## Work order
Go line by line through the data below and count those with the string "Task". Give the number only.

## Extracted material
********

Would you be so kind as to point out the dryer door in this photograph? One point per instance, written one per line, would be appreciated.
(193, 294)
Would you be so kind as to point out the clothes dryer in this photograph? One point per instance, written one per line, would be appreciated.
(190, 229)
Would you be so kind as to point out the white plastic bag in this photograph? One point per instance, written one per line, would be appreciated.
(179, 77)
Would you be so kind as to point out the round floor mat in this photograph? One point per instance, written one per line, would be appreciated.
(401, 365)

********

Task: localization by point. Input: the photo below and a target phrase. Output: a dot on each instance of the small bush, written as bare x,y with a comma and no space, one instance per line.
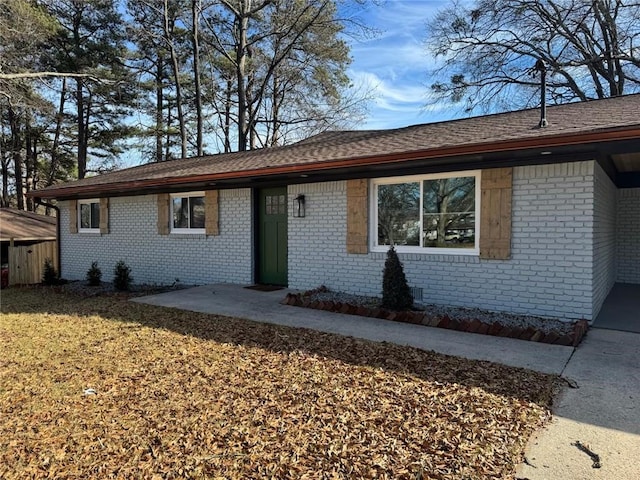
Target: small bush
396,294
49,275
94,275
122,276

********

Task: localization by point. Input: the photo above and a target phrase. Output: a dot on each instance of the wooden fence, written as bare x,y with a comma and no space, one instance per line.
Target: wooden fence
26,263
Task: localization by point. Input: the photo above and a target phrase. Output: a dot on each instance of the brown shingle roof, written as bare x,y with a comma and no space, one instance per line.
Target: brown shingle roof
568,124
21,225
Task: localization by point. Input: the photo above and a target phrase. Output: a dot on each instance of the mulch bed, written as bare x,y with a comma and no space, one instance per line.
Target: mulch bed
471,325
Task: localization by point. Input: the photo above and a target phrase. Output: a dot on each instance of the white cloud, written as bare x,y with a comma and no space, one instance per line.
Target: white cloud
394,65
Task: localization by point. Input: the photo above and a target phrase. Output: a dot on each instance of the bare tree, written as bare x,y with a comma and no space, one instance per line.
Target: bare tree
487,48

********

## Solution for this exercise
6